• [Required task] Look in the data below for the line that contains "Domain: lane-usage study. Target: wooden fence.". Copy that line and the remaining lines exactly.

[Object position labeling entries]

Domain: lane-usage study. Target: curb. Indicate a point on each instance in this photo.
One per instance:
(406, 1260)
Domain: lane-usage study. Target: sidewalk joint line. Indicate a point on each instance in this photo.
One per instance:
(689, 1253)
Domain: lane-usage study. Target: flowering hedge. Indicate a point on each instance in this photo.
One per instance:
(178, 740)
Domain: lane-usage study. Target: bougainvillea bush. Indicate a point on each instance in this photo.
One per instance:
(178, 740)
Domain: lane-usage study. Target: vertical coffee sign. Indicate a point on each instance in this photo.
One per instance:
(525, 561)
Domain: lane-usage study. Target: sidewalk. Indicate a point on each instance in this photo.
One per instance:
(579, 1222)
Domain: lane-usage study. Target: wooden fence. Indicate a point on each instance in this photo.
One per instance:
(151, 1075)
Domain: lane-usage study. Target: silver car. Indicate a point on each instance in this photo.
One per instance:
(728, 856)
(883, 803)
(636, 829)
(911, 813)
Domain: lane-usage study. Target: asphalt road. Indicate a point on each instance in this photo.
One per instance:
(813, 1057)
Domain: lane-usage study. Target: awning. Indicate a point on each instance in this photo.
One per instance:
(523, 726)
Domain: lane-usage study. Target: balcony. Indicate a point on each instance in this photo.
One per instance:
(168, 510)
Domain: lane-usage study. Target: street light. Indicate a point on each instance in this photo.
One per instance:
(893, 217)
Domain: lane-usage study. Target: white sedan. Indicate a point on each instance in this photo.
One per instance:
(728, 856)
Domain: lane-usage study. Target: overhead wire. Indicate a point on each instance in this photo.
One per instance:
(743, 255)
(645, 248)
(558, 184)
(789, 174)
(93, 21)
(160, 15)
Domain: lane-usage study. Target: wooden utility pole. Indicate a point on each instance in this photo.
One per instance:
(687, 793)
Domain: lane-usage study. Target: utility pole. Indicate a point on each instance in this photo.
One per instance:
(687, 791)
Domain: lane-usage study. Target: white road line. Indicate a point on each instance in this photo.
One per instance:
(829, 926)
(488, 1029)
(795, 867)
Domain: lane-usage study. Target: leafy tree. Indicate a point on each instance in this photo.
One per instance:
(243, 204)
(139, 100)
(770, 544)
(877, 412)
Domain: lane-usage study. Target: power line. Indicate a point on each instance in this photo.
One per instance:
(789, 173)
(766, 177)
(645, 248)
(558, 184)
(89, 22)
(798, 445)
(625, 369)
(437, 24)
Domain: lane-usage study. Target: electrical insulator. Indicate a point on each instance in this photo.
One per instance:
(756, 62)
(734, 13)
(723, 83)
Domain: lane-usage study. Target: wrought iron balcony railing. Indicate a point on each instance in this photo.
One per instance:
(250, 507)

• [Problem solution]
Domain: lane-usage study. Target: wooden fence. Indicate a point on each instance in this photo.
One per instance:
(151, 1075)
Domain: lane-usage study. Target: silver car. Indicate a point on each instance in this photo.
One per instance:
(728, 856)
(883, 803)
(636, 829)
(911, 813)
Domain: lane-usage study. Target: asphalt road. Indicate a point on each instance in this photo.
One per instance:
(813, 1057)
Domain: lane-usage study. Target: awning. Indicate a point on each instance in this photo.
One per instance:
(523, 726)
Domain: lane-usage study. Target: balcony. Indicate a point on each instance in this photo.
One per instance:
(168, 510)
Domain: lane-usage study. Target: street light. Indicate a point on each instance in this photo.
One per instance:
(893, 217)
Domain: lane-usage study. Target: white sedan. Indicate a point on each instance in this photo.
One per instance:
(728, 856)
Domain: lane-usage study. Target: overhead wire. Indicate a point on each instance in this photo.
One per instance:
(743, 255)
(645, 248)
(558, 184)
(789, 174)
(93, 21)
(160, 15)
Domain: lane-usage study. Target: wooden utility pole. Indicate a point on each instance in this photo.
One per instance:
(687, 793)
Domain: lane-usage study. Target: utility pole. Indicate a point on each instance in this photo.
One per instance:
(687, 791)
Domain: lane-usage study. Target: white road line. Indicate a point on each instance in this photo.
One per instance:
(829, 926)
(488, 1029)
(795, 867)
Domain: lane-usage study. Target: leafy tree. Indicate a point on each instance in this photo.
One per instance:
(243, 204)
(139, 100)
(770, 544)
(877, 412)
Domain: lane-usage study. Target: power line. Indicate a point on each instance in this photo.
One per instance:
(789, 173)
(766, 177)
(645, 248)
(558, 184)
(89, 22)
(798, 445)
(625, 369)
(437, 24)
Domain: lane-usage study. Target: electrical insulator. Indicate a point on each instance in this photo.
One per instance:
(756, 62)
(734, 13)
(723, 83)
Domain: lane-usage study. Target: wrought iron balcony railing. Indicate a point on each instance in this photo.
One per instance:
(250, 507)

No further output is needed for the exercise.